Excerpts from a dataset
....................

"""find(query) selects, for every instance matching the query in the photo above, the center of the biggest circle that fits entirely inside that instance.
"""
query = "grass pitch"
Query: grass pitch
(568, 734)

....................

- [PROBLEM REQUIREMENTS]: Restate the full data above, keeping each word intact.

- [SOLUTION FOR THIS PROBLEM]:
"""find(query) selects, for every instance matching the query in the photo above, the center of the biggest circle that fits entirely inside that instance.
"""
query = "grass pitch"
Query: grass pitch
(568, 734)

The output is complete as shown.